*** PROVIDED RECORDS ***

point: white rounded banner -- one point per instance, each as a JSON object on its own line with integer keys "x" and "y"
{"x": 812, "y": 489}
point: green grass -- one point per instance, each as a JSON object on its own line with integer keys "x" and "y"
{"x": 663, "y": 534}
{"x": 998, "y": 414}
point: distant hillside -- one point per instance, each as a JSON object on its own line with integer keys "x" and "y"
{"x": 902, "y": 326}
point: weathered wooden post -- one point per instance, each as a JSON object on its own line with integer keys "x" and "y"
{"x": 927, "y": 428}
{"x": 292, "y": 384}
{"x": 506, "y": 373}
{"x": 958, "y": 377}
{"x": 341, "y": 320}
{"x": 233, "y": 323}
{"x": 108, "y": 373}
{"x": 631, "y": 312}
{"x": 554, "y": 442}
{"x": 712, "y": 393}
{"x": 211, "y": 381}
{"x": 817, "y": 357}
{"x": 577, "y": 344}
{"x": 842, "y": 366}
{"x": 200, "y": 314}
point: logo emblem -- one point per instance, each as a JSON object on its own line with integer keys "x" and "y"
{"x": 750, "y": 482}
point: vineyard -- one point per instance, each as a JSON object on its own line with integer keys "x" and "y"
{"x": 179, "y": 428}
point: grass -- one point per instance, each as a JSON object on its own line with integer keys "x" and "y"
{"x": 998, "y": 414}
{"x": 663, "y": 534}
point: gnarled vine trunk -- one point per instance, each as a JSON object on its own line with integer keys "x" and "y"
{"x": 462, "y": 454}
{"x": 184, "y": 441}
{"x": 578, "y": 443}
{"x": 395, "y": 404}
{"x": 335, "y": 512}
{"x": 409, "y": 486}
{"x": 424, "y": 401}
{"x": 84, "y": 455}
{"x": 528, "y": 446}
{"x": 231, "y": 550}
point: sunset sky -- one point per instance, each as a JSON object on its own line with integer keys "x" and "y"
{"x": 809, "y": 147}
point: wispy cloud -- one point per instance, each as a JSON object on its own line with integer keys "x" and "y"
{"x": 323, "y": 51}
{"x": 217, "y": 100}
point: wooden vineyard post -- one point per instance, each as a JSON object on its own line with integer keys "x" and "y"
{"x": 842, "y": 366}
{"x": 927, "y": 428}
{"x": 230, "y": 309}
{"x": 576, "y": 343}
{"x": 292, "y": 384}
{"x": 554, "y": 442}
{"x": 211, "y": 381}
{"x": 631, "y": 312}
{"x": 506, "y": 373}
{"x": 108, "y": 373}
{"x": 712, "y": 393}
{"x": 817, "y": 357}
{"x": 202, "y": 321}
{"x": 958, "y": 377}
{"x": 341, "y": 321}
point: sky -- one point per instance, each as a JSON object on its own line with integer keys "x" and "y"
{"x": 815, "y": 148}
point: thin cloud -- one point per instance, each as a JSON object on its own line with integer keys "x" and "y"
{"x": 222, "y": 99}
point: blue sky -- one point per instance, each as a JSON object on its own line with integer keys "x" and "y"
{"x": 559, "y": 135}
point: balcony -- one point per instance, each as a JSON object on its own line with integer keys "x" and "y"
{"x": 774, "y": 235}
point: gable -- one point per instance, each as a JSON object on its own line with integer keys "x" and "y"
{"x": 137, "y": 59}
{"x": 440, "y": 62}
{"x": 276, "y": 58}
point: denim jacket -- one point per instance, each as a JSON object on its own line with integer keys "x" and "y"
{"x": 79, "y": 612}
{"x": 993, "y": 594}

*** End of PROVIDED RECORDS ***

## TRY IT
Would you return the entries exactly as they stand?

## RESPONSE TO THE EXERCISE
point: white rounded banner -- one point per instance, each as a JSON object on its own line with integer keys "x" and "y"
{"x": 812, "y": 489}
point: green grass -- one point per instance, each as a JSON object on its own line with integer keys "x" and "y"
{"x": 663, "y": 534}
{"x": 998, "y": 414}
point: distant hillside -- one point per instance, each as a JSON object on its own line with integer keys "x" and "y"
{"x": 902, "y": 326}
point: weathered wooden post -- one point per instance, each as a JSON object on its own line with integer keys "x" and "y"
{"x": 927, "y": 428}
{"x": 292, "y": 384}
{"x": 506, "y": 373}
{"x": 958, "y": 377}
{"x": 341, "y": 320}
{"x": 233, "y": 323}
{"x": 108, "y": 373}
{"x": 631, "y": 312}
{"x": 554, "y": 442}
{"x": 712, "y": 393}
{"x": 211, "y": 381}
{"x": 817, "y": 357}
{"x": 577, "y": 344}
{"x": 842, "y": 366}
{"x": 200, "y": 314}
point: logo emblem -- one point per instance, each as a JSON object on its own line with integer keys "x" and "y"
{"x": 750, "y": 482}
point: vineyard -- one point per instance, each as a JSON object on its own line with integer keys "x" and "y"
{"x": 179, "y": 428}
point: grass -- one point per instance, each as a JSON object on its own line with integer keys "x" and "y"
{"x": 998, "y": 414}
{"x": 663, "y": 534}
point: gnarled vine trunk -- one point per instance, each as a JSON object on its own line with integer keys "x" and "y"
{"x": 462, "y": 454}
{"x": 184, "y": 441}
{"x": 578, "y": 443}
{"x": 395, "y": 404}
{"x": 335, "y": 512}
{"x": 409, "y": 486}
{"x": 424, "y": 401}
{"x": 84, "y": 455}
{"x": 528, "y": 446}
{"x": 231, "y": 550}
point: sunset sky -- one point per instance, each as a JSON object on its own line with integer keys "x" and "y"
{"x": 809, "y": 147}
point: wispy cloud -- one point per instance, each as a JSON object on its own line with integer keys "x" and "y"
{"x": 323, "y": 51}
{"x": 217, "y": 100}
point: wooden vineyard post -- one point per instance, each as a JSON object on its own line with integer keys "x" and "y"
{"x": 842, "y": 366}
{"x": 927, "y": 428}
{"x": 230, "y": 309}
{"x": 576, "y": 343}
{"x": 292, "y": 384}
{"x": 554, "y": 442}
{"x": 211, "y": 381}
{"x": 631, "y": 312}
{"x": 506, "y": 373}
{"x": 108, "y": 373}
{"x": 712, "y": 393}
{"x": 817, "y": 357}
{"x": 202, "y": 321}
{"x": 958, "y": 377}
{"x": 341, "y": 321}
point: sky -- one point per instance, each as a JSON object on its own line with integer keys "x" and "y"
{"x": 815, "y": 148}
point: thin cloud -- one point per instance, each as a JSON object on its own line with integer keys "x" and "y"
{"x": 222, "y": 99}
point: blue sky -- one point per instance, each as a JSON object on its own line with integer keys "x" and "y"
{"x": 559, "y": 135}
point: balcony -- one point per instance, each as a JSON object on its own line with integer keys "x" and "y"
{"x": 774, "y": 235}
point: gable -- one point per instance, each as a JSON object on its own line with integer keys "x" and "y"
{"x": 137, "y": 59}
{"x": 440, "y": 62}
{"x": 276, "y": 58}
point: denim jacket -- one point per instance, each as a JSON object on its own line with integer keys "x" and "y"
{"x": 79, "y": 612}
{"x": 993, "y": 594}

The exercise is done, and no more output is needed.